* Task to carry out *
Write out every entry again exactly as it stands.

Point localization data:
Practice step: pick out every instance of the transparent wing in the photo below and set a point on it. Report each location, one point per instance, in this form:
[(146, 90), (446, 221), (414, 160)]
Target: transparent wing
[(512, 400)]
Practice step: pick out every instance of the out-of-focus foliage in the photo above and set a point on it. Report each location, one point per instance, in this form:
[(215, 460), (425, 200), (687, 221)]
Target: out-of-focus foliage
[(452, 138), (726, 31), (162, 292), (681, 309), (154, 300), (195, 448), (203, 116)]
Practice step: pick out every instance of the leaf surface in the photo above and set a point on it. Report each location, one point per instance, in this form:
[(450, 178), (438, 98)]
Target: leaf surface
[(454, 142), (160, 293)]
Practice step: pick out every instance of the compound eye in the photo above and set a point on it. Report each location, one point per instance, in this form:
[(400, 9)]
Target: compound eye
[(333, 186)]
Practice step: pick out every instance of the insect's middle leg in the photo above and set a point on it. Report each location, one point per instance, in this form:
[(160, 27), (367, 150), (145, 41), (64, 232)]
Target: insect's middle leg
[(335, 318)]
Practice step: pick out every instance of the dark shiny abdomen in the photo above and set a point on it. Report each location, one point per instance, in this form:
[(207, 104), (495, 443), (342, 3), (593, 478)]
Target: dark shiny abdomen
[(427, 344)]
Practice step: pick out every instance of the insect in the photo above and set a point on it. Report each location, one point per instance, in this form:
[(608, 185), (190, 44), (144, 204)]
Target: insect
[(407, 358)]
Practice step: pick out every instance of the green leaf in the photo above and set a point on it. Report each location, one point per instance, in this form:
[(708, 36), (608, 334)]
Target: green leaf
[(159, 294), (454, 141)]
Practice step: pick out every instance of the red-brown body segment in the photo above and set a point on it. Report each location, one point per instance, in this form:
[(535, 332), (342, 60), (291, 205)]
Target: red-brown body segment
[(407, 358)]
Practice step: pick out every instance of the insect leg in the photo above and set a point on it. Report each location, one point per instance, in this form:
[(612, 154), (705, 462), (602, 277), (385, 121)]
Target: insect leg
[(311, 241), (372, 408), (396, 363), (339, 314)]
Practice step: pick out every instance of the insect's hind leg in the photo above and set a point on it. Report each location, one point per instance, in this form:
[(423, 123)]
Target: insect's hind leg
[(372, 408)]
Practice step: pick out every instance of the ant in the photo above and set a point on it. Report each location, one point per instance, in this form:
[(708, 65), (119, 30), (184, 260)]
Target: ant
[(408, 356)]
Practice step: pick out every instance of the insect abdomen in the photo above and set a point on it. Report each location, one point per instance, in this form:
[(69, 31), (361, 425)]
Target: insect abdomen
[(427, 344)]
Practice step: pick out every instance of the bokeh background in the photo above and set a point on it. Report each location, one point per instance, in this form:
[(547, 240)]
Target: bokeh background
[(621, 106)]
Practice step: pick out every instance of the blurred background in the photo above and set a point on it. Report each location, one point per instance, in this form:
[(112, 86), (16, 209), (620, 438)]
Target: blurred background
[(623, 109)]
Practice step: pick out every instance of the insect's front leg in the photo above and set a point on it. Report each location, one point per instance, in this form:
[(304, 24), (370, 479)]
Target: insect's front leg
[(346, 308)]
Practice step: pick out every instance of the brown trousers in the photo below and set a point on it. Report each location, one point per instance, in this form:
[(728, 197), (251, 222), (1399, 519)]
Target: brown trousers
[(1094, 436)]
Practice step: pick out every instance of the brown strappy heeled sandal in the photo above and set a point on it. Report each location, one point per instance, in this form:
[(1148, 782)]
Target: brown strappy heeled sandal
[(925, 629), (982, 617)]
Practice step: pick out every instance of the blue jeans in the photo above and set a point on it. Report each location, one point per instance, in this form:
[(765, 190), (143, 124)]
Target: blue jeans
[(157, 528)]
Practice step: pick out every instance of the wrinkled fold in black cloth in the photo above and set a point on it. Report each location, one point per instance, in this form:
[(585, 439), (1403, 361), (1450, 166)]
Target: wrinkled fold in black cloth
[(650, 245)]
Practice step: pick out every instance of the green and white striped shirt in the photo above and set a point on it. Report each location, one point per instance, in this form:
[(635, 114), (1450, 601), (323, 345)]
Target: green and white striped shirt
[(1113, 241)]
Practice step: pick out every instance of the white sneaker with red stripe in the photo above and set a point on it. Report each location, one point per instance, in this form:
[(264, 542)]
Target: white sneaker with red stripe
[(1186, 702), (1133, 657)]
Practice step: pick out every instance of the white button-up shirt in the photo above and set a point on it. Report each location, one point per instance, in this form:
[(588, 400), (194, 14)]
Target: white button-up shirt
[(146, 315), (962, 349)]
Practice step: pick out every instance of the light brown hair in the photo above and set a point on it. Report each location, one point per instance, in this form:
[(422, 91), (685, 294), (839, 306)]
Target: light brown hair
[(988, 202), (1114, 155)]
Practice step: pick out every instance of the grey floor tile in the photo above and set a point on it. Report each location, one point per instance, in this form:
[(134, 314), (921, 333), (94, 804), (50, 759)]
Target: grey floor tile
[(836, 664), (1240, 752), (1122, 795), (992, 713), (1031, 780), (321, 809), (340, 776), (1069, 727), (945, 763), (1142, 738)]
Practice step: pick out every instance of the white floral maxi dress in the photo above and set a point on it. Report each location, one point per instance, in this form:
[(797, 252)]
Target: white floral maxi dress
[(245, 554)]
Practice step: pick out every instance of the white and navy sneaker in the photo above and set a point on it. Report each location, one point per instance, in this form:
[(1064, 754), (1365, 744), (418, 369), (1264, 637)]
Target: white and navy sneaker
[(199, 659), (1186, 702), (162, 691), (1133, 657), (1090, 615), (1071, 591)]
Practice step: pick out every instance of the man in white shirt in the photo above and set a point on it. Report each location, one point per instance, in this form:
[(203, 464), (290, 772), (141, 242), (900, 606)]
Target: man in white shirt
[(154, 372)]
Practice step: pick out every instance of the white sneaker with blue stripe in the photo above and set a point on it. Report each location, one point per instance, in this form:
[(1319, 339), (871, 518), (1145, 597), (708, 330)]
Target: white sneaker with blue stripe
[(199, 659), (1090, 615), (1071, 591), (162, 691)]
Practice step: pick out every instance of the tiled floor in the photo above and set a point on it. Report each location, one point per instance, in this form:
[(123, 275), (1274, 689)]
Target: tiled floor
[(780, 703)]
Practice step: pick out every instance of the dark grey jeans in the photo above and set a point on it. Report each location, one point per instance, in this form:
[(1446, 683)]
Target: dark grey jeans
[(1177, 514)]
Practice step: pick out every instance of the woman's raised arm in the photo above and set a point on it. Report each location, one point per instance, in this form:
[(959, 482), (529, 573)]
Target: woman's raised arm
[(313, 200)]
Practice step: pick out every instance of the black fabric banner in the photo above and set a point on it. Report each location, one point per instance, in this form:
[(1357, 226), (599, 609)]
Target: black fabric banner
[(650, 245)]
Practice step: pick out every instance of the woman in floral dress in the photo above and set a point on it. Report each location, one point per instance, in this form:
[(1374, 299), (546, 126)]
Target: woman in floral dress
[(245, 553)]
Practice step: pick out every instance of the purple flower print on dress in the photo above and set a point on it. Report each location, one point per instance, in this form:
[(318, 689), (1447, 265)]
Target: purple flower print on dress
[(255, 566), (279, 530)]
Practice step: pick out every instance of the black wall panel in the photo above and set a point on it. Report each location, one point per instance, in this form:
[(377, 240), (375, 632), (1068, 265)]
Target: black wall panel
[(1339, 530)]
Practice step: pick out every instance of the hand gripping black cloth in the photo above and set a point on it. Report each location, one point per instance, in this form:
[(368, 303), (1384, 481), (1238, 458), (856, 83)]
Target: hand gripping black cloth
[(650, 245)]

* Task solution *
Practice step: pick out every instance of the transparent wing in the photo below and set a point on it. Report each location, one point per instance, in this form:
[(146, 90), (446, 221), (414, 160)]
Target: transparent wing
[(512, 400)]
Practice step: pick out every instance of the out-of-focus foliage in the photo above and set a point on it. Report each location, one point per instance, in this form:
[(215, 460), (425, 200), (687, 221)]
Target: out-of-focus foliage
[(452, 138), (726, 31), (162, 292), (681, 309), (154, 300), (195, 448), (203, 116)]
Practice step: pick out every instance of the leaf surface in the photo above and set a point on it. Report each location, one point per instance, in this form:
[(450, 178), (438, 98)]
Target: leaf surface
[(454, 142), (160, 293)]
Practice step: pick out every instance of the compound eye in the photo above and set a point on it. Report each location, one point per instance, in this form:
[(400, 9)]
Target: compound eye
[(333, 186)]
Practice step: pick out every instance of the insect's middle leg in the photo above and set a point on it. Report each location, one point per instance, in this form:
[(160, 27), (367, 150), (145, 41), (64, 232)]
Target: insect's middle leg
[(335, 318)]
Practice step: pick out every instance of the dark shiny abdomen in the photo above and set a point on it. Report each location, one point per instance, in this form:
[(207, 104), (495, 443), (342, 3), (593, 478)]
Target: dark shiny abdomen
[(427, 344)]
Practice step: pick out every instance of the insect in the photo above and set a point on it. Report each location, one point per instance, in this form:
[(608, 185), (190, 44), (144, 204)]
Target: insect
[(407, 358)]
Practice step: pick out every instance of the green leaf in the photo above and set a point on it. Report each location, one point per instance, in this form:
[(708, 36), (608, 334)]
Target: green leaf
[(159, 294), (454, 141)]
Practice step: pick out every instance of the red-brown body segment in the photo above and set a point on it. Report each location, one point per instance, in this form:
[(535, 332), (342, 60), (291, 205)]
Target: red-brown body segment
[(407, 358)]
Practice step: pick out every instance of the insect leg in the photo above and set a point on it. Report each location, one point per instance, in this form:
[(612, 154), (705, 462), (602, 277), (385, 121)]
Target: insect leg
[(311, 241), (372, 408), (396, 363), (339, 314)]
Practice step: pick out every instance of the insect's hind leg in the photo above and set a point on it. Report each location, one point per instance, in this form:
[(423, 123)]
Target: insect's hind leg
[(372, 408)]
Practice step: pick out every instance of the ant in the photo above and set a point on it. Report each location, one point per instance, in this form:
[(708, 65), (119, 30), (184, 260)]
Target: ant
[(408, 356)]
Practice step: pick out every instance of the insect abdomen in the photo above and set a point on it. Report each location, one point per instance, in this form:
[(69, 31), (361, 425)]
Target: insect abdomen
[(427, 344)]
Practice step: pick out every instance of the bokeh background in the photo above and set a point on it. Report each location, one point per instance, in this form:
[(547, 240)]
Target: bokeh background
[(621, 106)]
Practice step: pick out every instance of the blurred background in the photo above and set a point on it. Report each location, one point per instance, in this form:
[(112, 86), (16, 209), (620, 438)]
Target: blurred background
[(623, 109)]
Practice step: pick out every instance of the insect's front leg in the photo above and set a point on it. Report each location, one point per instance, in this form:
[(304, 24), (370, 479)]
Target: insect's front leg
[(346, 308)]
Practice step: pick out every instance of the brown trousers in the photo below and set a point on it. Report each location, one point per instance, in this form:
[(728, 197), (251, 222), (1399, 519)]
Target: brown trousers
[(1094, 436)]
Practice step: pick out every instance of the brown strappy heeled sandal in the photo above and set a point on it. Report each location, one point per instance, in this form:
[(1148, 782)]
Target: brown strappy heeled sandal
[(925, 629), (982, 617)]
Practice step: pick out every instance of the blue jeans in the photo above and set a point on it. Report each location, one point per instance, in this form:
[(765, 190), (143, 124)]
Target: blue jeans
[(157, 528)]
Practice step: pick out every instance of the wrinkled fold in black cloth in the photo above and set a point on it. Report each location, one point per instance, in this form:
[(585, 439), (1403, 361), (1450, 166)]
Target: wrinkled fold in black cloth
[(650, 245)]
Practice step: pick out every instance of the green and white striped shirt in the photo above and set a point on it. Report each location, one point per instance, in this form:
[(635, 114), (1450, 601), (323, 345)]
Target: green and white striped shirt
[(1113, 241)]
Practice step: pick out every instance of the white sneaker with red stripe in the photo above and set a point on it. Report each location, one point per instance, in this form:
[(264, 542)]
Target: white sneaker with red stripe
[(1186, 702), (1133, 657)]
Practice step: pick out every instance of the white button-up shirt in the photo above and set a point on it. Report each location, one point per instance, in this form:
[(588, 400), (194, 14)]
Target: white button-up shirt
[(146, 315), (962, 349)]
Practice step: pick out every instance of the light brown hair in the photo above and set a point on it. Report each location, one point per instance, in this form:
[(422, 91), (685, 294), (839, 306)]
Target: light brown hair
[(988, 202), (1114, 155)]
Practice step: pick out every instance of the grey floor tile in the photo above and set a point on it. Report each location, one point per instance, in this form:
[(134, 314), (921, 333), (94, 804), (50, 759)]
Target: grey floor tile
[(836, 664), (1240, 752), (1122, 795), (992, 713), (1031, 780), (321, 809), (340, 776), (1069, 727), (945, 763), (1142, 738)]
Practice step: pick out every instance of the white floral maxi dress in the photo above and set a point on it. Report each location, one point per instance, in this form:
[(797, 252)]
Target: white floral maxi dress
[(245, 554)]
Practice step: pick out every instance of the white and navy sneaker in the photo above and set a point on it. Report each location, one point per instance, in this form:
[(1064, 754), (1365, 744), (418, 369), (1264, 637)]
Target: white and navy sneaker
[(199, 659), (1186, 702), (162, 691), (1133, 657), (1090, 615), (1071, 591)]
Practice step: pick out every instance of the man in white shirt in the photo above and set a point on it. Report each location, one point per instance, in this form:
[(203, 464), (290, 772), (141, 242), (900, 606)]
Target: man in white shirt
[(154, 372)]
Practice step: pick out every instance of the white sneaker with blue stripe in the photo above and set a point on it. Report each location, one point per instance, in this form:
[(1319, 339), (871, 518), (1145, 597), (708, 330)]
Target: white sneaker with blue stripe
[(199, 659), (1090, 615), (1071, 591), (162, 691)]
Practice step: pick out every instance of the tiled floor in the photo above and set a point on it. Report each location, one point per instance, in this form:
[(123, 275), (1274, 689)]
Target: tiled floor
[(780, 703)]
Practice step: pick out every instance of the dark grey jeans in the photo above and set a point on it. Report each location, one point per instance, in this form:
[(1446, 683)]
Target: dark grey jeans
[(1177, 514)]
Practice step: pick out every instance of the woman's raised arm in the photo above and set a point on it. Report each location, one point per instance, in this form:
[(959, 482), (529, 573)]
Target: woman's raised arm
[(313, 200)]
Practice step: pick out every instance of the black fabric banner in the photo above and set a point on it. Report each location, one point per instance, in this form:
[(1357, 226), (599, 609)]
Target: black fabric banner
[(650, 245)]
Practice step: pick out every instance of the woman in floral dress in the photo above and set a point on it. Report each location, one point per instance, in this form:
[(1374, 299), (546, 126)]
Target: woman in floral dress
[(245, 553)]
Practice step: pick out every instance of the purple flower print on dress in the photo above and set a point on it. Report each location, one point per instance, in this form:
[(318, 689), (1447, 265)]
Target: purple flower print on dress
[(255, 566), (279, 530)]
Practice step: pick out every instance of the black wall panel in the photo above and set a point on it. Report each location, one point per instance, in this form:
[(377, 240), (375, 632), (1068, 265)]
Target: black wall panel
[(1339, 530)]
Practice step: pick out every instance of the hand gripping black cloth in the photo above and set a point on it. Report each location, one point per instance, in this form:
[(368, 303), (1384, 481), (1238, 458), (856, 83)]
Target: hand gripping black cloth
[(650, 245)]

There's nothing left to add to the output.